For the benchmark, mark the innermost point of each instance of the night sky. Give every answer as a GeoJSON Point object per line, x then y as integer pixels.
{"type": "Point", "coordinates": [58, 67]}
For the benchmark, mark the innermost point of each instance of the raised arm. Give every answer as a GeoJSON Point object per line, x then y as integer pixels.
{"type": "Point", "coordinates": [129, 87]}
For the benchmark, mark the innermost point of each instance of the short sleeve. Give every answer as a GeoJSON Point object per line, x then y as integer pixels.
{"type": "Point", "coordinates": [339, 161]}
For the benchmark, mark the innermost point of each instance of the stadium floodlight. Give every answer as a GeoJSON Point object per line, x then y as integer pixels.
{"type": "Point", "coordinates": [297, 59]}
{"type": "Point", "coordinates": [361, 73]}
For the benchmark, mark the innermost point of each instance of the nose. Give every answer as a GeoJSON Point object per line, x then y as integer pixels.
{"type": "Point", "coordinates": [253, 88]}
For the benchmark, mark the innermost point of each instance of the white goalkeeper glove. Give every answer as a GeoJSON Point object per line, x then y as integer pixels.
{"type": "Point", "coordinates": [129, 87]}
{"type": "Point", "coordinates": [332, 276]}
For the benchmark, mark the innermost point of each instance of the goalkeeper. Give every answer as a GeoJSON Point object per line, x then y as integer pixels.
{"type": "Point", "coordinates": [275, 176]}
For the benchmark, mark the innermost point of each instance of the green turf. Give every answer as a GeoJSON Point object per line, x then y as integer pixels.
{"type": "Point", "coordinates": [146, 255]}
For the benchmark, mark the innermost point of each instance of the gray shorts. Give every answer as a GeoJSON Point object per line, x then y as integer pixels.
★ ★ ★ ★ ★ ★ ★
Direction => Copy all of the data above verbatim, from its first line through its last.

Solution below =>
For the benchmark, mark the innermost point of each instance of the night sky. Give every answer as a GeoJSON Point object per line, x then y as integer pixels.
{"type": "Point", "coordinates": [58, 67]}
For the benchmark, mark the innermost point of each instance of the raised arm. Give every answer as a GeoJSON Point object per line, x then y as integer pixels.
{"type": "Point", "coordinates": [129, 87]}
For the benchmark, mark the innermost point of each instance of the short sleeve. Give every answer as a GeoJSON Point object per line, x then y as integer pixels.
{"type": "Point", "coordinates": [339, 161]}
For the benchmark, mark the innermost point of each instance of the stadium floodlight. Give every answer as a GeoJSON Point object per line, x then y as integer pixels.
{"type": "Point", "coordinates": [297, 59]}
{"type": "Point", "coordinates": [361, 73]}
For the benchmark, mark the innermost point of each instance of the nose. Give every answer as a GeoJSON Point object per line, x then y as integer pixels.
{"type": "Point", "coordinates": [253, 88]}
For the benchmark, mark the innermost point of each instance of the white goalkeeper glove. Give every answer as a GeoJSON Point object per line, x then y as integer pixels.
{"type": "Point", "coordinates": [129, 87]}
{"type": "Point", "coordinates": [332, 276]}
For the benchmark, mark the innermost point of each instance of the goalkeeper. Give every answer as a GeoJSON Point object per line, x then y as integer pixels.
{"type": "Point", "coordinates": [275, 176]}
For the benchmark, mark the innermost point of each instance of the green turf. Give every answer as a GeoJSON Point object per line, x then y as integer pixels.
{"type": "Point", "coordinates": [146, 255]}
For the benchmark, mark the innermost point of each instance of the gray shorts. Give every answer as a GeoJSON Point object per line, x then y as integer pixels.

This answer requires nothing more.